Given problem:
Rewrite every line of the listing from the one containing "out the ruined" through the one containing "0,0,1200,535", both included, and offset each coordinate in the answers by adding 14. Leave everything else on those lines unchanged.

Start of Items

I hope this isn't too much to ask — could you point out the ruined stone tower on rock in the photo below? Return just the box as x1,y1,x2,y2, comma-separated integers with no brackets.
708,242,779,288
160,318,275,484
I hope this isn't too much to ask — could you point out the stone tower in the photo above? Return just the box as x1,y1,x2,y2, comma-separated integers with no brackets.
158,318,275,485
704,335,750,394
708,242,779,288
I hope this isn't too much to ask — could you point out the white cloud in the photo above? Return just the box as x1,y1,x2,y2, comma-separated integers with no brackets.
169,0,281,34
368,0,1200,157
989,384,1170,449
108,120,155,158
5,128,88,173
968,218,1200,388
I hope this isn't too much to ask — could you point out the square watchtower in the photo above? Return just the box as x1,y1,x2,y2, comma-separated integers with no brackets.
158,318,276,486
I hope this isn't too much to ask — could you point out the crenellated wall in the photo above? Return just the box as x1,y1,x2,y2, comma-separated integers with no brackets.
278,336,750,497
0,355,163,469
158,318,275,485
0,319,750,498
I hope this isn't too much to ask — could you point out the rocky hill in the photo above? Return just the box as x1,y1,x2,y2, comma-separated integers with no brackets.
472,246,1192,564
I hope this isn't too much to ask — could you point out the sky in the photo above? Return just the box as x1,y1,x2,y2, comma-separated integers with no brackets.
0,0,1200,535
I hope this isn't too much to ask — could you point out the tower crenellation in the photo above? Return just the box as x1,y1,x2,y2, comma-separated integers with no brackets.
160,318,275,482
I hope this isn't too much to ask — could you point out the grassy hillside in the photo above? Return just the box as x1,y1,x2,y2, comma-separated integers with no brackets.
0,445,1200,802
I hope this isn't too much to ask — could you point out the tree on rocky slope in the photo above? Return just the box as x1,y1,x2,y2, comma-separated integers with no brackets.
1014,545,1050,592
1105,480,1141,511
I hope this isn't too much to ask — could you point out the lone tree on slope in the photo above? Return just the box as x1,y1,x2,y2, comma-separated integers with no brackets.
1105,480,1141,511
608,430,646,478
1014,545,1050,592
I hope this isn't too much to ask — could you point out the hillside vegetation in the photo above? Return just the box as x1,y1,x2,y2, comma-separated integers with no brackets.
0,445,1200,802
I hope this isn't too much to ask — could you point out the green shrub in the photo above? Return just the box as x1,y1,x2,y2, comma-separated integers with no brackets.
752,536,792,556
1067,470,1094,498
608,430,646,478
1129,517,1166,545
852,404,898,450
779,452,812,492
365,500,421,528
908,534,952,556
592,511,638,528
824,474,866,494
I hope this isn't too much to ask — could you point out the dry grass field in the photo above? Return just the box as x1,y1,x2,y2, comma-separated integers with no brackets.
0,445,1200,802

End of Items
Start of Items

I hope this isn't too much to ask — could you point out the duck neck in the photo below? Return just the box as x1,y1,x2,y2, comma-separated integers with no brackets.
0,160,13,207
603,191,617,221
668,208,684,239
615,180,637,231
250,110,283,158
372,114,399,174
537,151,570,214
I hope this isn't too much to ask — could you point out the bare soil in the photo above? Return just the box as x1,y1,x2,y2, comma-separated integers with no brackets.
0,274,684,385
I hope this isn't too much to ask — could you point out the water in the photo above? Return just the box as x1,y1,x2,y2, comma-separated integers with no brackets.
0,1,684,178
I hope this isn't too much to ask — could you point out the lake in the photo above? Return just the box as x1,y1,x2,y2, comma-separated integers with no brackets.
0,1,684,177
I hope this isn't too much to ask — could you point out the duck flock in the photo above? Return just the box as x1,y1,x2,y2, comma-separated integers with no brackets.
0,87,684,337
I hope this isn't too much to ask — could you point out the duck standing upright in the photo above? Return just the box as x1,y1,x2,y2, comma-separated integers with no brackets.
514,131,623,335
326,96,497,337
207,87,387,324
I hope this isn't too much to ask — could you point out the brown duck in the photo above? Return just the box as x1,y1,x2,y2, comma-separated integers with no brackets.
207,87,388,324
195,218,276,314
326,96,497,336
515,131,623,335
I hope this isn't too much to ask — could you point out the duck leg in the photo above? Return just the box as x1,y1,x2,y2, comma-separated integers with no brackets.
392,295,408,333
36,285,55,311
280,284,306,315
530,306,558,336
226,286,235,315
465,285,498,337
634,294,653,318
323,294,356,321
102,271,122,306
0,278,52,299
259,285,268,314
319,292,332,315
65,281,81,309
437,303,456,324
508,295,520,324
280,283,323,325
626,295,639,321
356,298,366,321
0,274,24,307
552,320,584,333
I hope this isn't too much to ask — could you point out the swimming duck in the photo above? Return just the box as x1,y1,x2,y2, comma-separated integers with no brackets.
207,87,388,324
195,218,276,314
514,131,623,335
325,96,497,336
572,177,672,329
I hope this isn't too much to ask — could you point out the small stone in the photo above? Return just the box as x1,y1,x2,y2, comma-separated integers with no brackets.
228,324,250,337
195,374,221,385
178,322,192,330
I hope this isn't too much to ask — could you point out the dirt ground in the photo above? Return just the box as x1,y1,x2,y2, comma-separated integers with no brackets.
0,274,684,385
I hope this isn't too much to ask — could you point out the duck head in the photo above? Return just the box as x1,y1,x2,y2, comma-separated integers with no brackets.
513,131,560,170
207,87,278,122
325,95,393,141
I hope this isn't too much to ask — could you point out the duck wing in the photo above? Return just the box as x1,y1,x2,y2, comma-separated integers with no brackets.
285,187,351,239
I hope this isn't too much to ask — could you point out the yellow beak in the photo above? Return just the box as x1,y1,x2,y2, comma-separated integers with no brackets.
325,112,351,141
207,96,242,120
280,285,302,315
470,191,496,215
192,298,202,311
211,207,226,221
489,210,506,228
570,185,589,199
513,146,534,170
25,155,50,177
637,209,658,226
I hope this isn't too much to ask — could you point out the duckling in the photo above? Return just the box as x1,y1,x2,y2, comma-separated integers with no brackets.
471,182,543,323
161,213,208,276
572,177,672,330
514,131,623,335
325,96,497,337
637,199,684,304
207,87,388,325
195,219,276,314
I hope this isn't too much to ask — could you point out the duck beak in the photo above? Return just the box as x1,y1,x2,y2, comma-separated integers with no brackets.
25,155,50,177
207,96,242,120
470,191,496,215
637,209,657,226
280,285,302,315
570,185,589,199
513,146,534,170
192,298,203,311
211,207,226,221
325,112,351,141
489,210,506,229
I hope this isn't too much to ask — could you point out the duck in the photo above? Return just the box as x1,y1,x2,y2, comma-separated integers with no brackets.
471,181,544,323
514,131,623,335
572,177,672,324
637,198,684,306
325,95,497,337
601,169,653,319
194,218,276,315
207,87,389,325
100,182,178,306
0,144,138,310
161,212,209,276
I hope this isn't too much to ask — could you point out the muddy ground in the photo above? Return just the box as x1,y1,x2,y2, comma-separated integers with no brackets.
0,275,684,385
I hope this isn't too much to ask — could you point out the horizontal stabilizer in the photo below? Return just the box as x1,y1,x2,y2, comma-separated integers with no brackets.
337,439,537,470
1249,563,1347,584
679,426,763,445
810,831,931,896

End of Items
Start of Items

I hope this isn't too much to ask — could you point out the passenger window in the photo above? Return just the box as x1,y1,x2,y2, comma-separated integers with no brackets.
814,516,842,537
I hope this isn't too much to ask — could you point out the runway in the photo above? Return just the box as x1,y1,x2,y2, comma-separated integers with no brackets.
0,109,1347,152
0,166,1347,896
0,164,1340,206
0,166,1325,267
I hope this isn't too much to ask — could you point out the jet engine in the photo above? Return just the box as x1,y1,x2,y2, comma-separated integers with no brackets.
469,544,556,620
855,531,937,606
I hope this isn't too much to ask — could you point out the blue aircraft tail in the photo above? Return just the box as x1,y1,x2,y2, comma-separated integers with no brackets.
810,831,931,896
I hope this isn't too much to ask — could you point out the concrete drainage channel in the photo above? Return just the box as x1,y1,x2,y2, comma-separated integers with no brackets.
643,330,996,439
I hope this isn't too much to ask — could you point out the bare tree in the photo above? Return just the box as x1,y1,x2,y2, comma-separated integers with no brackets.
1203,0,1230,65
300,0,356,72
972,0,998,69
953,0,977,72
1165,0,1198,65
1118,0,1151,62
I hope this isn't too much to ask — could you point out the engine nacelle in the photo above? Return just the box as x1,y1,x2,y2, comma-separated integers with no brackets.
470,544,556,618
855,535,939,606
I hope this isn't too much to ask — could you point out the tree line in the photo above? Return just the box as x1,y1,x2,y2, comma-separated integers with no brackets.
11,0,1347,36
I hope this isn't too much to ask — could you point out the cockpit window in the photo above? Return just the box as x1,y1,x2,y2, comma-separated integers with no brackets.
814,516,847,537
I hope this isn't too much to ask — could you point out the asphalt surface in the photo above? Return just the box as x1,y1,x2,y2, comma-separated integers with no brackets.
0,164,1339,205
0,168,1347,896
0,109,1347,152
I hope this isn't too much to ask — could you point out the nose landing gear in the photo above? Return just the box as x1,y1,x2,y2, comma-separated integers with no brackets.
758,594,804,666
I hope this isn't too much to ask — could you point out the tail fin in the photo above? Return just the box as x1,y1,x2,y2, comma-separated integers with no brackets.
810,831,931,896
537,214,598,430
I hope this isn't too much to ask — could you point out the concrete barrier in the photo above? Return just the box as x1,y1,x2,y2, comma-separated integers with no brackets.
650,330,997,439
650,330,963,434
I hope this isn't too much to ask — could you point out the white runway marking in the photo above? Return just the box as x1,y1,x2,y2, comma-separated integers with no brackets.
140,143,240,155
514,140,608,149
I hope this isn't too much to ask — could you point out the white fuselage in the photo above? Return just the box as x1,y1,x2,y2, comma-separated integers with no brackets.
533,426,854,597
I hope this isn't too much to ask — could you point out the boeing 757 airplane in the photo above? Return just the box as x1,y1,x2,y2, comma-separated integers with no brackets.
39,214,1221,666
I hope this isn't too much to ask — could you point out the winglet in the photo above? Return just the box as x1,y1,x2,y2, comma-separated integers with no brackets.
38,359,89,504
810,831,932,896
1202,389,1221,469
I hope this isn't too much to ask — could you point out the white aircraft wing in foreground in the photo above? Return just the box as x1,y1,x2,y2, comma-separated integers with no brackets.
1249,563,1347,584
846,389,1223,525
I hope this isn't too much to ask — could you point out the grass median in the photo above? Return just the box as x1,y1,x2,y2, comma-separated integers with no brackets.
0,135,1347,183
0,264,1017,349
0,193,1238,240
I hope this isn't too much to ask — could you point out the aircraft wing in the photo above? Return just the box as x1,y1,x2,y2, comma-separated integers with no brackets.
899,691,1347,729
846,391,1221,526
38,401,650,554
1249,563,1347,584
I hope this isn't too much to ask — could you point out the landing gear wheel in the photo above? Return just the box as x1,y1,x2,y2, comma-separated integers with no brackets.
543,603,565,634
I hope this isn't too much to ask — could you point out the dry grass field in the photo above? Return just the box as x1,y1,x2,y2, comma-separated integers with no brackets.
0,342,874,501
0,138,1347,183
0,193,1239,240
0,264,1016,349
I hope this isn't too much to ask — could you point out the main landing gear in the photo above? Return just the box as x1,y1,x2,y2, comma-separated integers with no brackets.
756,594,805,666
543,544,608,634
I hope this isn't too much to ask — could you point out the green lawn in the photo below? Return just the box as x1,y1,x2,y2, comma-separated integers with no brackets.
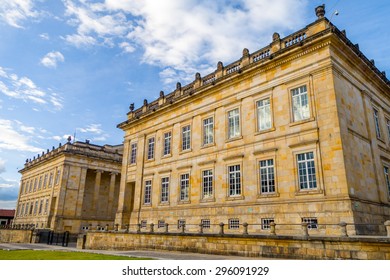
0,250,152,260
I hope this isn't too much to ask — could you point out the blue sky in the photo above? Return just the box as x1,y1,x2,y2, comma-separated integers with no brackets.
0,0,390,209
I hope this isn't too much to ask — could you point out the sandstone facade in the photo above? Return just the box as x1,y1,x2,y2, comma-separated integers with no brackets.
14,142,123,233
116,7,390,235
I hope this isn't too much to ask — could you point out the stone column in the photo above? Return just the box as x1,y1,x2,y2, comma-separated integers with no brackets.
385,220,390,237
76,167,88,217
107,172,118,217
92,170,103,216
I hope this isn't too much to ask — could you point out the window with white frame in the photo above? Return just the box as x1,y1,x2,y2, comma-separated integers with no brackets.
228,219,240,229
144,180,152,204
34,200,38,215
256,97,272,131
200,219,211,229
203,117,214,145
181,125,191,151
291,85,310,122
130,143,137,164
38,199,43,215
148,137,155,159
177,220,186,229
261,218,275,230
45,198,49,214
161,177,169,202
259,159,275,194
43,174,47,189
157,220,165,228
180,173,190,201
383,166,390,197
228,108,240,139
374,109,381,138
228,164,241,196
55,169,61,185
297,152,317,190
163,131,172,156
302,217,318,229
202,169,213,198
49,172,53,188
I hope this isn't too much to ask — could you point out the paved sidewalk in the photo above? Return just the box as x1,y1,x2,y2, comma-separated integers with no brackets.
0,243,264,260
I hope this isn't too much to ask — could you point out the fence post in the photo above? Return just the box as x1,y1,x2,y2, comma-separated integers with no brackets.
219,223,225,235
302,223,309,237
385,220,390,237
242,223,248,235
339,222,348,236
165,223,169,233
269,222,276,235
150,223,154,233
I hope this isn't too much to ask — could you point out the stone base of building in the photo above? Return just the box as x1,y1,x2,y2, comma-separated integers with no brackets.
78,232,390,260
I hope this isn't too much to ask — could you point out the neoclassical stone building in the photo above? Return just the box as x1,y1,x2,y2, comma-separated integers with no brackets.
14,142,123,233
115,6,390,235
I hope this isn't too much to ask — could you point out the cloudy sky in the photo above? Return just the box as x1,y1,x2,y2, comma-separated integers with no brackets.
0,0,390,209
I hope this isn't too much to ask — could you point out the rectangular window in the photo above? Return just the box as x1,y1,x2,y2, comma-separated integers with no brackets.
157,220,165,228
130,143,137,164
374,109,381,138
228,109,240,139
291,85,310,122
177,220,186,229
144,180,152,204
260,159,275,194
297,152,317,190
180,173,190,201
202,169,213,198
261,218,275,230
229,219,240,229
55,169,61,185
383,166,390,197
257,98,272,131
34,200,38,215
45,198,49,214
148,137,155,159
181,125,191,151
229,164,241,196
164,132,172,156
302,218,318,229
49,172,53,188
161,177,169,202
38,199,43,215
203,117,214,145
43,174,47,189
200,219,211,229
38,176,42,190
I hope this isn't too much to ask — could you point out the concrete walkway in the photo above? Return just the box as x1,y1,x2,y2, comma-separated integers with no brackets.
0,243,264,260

End of Items

Full output:
I hope this isn't too much to ask — could you point out the ruined stone tower on rock in the photo below? Return just the box as x1,y1,x2,y2, comma-separated integers with no brackets.
722,256,793,302
174,332,289,498
I hope this isn't too much to ask — could you point out the stone tower in the photo above? Return just the box as x1,y1,x2,y2, comma-separated integers with no brackets.
172,332,289,499
718,349,764,408
722,256,793,302
I hope this isn't too much to ask — could you point out the white cloud in the photo above? Return just the box as x1,y1,x2,y2, comma-separated integers with no brackets.
183,14,295,48
382,14,1214,171
1003,398,1184,463
122,134,169,172
19,142,102,187
982,232,1214,402
I hope this isn't too much to ask — could you point out the square watchtower in the photo above? Return just the box as x1,y1,x2,y2, comma-separated integers with no brackets.
172,332,290,500
I hope this isn't too much to ask — could you point out the crenellated wall in the photo above? Return just the box as x1,y1,x2,y2, comma-separated integers with no brackets.
292,350,764,511
14,369,177,483
172,332,289,499
14,333,764,512
I hope this isn't too much to ask — could you point out the rocky hill in the photo above? Return just the box as x1,y1,x2,y2, comma-separated integers with no brackets.
486,260,1206,578
I hope this isn't too much to ask — could you point out the sky in the photo above? Return just the box as x1,y1,x2,y2, comma-separated integers with no brackets.
14,14,1214,549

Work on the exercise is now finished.